> 材料探究
1. 根据这篇关于华山医院急诊部的报道,回答下列问题:
(a) 急诊部早、中班交接在什么时间?
(b) 给23床女患者上面罩后,血氧饱和度要达到多少,才不必做气管插管?
(c) 抢救室里一直监护病人的是哪几位护士?
2. 请接着这篇华山医院急诊部的报道往下写,从张敏返身回到留观室之后写起。

:: 阅读文本 ::

来源:人民日报 时间:2014-03-28 08:36:26 热度:662
本报记者 励 漪
下午3点半,是复旦大学附属华山医院急诊部早、中班交接的时间。
“这个病人今天酮康唑已经吃过了,她觉得胸有点闷,等下心电图出来你再看下。这个病人低蛋白。那个病人血小板只有7000,刚用过丙种球蛋白,但是指标还没上来,肺炎有点好转,但痰里面还带血……”
从早班医生手上接过危重病人交班本,急诊部内科医生张敏没有在诊室坐一分钟,立刻开始按照病情的轻重缓急查房。
3月的一个工作日,记者来到华山医院急诊部,近距离感受急诊医生的一天。
急诊室的病房叫留观室,床与床之间基本只能容一人站立。23床的女患者因肾上腺占位没有及时治疗,心脏严重衰弱,血氧饱和度非常低,病人感到胸闷难忍。“先上面罩,看看情况。”张敏查罢,将病人丈夫叫到走廊,“上了面罩后再观察一小时,如果血氧饱和度达不到90%以上,就只好做气管插管了。插管的话需要您在这上面签字。”“好的,我签我签。”
穿过急诊等候区,张敏来到抢救室。这里的病人更加危重,一男一女两位护士一直监护着。看了会儿监护仪上不断跳动的数字,张敏变换了一个病人的呼吸机模式,返身又回到留观室。

:::
:: 学习材料 ::

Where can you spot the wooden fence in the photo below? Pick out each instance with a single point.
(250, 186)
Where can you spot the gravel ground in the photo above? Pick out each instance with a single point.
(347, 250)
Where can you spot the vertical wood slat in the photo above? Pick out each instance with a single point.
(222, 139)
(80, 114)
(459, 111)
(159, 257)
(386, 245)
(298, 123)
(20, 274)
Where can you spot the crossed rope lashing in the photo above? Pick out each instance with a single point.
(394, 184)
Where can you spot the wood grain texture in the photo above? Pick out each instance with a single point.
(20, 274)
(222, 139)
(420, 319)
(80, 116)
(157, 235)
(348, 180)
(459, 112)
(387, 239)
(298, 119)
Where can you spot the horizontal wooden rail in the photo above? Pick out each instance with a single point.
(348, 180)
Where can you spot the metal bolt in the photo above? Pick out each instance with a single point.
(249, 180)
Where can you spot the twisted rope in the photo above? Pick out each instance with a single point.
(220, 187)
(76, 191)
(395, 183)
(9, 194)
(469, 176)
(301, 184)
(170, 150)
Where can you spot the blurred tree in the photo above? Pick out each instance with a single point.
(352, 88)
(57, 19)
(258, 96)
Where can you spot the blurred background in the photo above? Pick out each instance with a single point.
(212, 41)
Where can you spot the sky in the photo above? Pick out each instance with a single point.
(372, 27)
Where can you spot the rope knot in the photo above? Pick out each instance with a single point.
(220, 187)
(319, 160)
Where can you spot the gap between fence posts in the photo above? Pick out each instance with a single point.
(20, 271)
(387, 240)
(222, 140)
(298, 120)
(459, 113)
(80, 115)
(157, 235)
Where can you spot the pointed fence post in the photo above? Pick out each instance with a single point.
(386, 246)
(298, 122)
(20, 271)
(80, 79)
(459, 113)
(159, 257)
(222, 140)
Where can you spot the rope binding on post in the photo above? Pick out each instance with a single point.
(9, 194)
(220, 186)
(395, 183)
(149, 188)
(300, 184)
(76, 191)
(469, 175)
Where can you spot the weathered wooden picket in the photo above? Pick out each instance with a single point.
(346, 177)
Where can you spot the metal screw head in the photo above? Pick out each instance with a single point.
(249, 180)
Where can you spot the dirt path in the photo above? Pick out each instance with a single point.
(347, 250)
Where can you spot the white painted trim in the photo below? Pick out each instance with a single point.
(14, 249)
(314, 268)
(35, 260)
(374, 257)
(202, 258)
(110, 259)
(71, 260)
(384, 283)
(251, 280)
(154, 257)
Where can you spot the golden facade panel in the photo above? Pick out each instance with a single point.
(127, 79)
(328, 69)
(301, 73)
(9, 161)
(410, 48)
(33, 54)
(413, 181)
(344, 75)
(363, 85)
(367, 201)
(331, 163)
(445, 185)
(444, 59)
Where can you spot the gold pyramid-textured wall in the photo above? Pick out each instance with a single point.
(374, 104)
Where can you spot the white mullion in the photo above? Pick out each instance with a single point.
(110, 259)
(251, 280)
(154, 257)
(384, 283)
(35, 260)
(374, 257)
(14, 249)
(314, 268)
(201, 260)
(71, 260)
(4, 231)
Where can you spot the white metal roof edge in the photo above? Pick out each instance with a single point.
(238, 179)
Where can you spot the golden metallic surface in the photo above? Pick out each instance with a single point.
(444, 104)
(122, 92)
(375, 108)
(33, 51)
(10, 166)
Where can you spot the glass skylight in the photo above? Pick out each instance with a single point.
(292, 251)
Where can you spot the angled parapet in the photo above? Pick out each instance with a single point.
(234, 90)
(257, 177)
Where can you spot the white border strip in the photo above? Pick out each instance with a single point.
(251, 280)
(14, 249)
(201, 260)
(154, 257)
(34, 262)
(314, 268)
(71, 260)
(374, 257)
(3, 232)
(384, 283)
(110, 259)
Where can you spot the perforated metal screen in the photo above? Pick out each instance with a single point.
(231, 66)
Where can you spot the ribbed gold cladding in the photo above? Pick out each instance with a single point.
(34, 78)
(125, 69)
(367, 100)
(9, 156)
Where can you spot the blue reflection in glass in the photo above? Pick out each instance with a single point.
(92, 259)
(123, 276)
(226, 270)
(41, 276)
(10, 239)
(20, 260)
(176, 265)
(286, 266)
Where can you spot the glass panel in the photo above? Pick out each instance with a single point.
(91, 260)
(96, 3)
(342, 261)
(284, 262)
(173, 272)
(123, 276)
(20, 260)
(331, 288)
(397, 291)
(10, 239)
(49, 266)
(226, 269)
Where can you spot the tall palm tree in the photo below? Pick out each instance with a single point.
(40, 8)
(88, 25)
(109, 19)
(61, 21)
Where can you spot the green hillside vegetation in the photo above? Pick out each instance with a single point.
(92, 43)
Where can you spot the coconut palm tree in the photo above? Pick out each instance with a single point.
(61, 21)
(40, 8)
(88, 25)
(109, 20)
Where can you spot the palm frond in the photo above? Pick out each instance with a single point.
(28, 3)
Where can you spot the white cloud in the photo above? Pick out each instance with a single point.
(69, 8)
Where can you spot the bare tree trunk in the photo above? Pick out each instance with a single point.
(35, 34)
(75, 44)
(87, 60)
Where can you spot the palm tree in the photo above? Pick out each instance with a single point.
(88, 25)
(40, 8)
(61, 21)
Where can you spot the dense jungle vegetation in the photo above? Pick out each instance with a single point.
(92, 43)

:::

> 参考答案
1.
(a) 下午3点半。
(b) 90%以上。
(c) 一男一女两位护士。

2.
医院空调开得暖,在病人间来回穿梭着,戴着夹鼻口罩的张敏,不一会儿便脸色泛红,额头沁出细密的汗珠。
留观室对面的输液室里,几十张椅子都坐满了,还有些病人在外面走廊的椅子或行军床上输液。不时有家属或护士帮病人举着输液瓶走过去上厕所。有个老年病人拿着病历和付完费的账单找不到刚刚去过的诊室,拉住值班医生徐思远的白大褂就问,才知道原来方向走反了。一个男人冲进来,满脸通红说是被碱水烫伤问怎么办,徐思远叫他抓紧时间去不远处的瑞金医院,那里有上海最权威的烧伤科。
记者看到抢救室的床位还有空余,徐思远解释:“抢救室保证一定的空床率是医院的规范,如果不是有类似心跳骤停、重度脑外伤等具有抢救指征的病人,外面床位再紧、来头再大,也不能占这里的床位。”
4点半刚过,挂号处突然排起了队。“门诊下班了,刚才来不及挂号的病人自然都转过来了。”徐思远说,急诊的高峰一般这时候才刚开始,晚饭后更多。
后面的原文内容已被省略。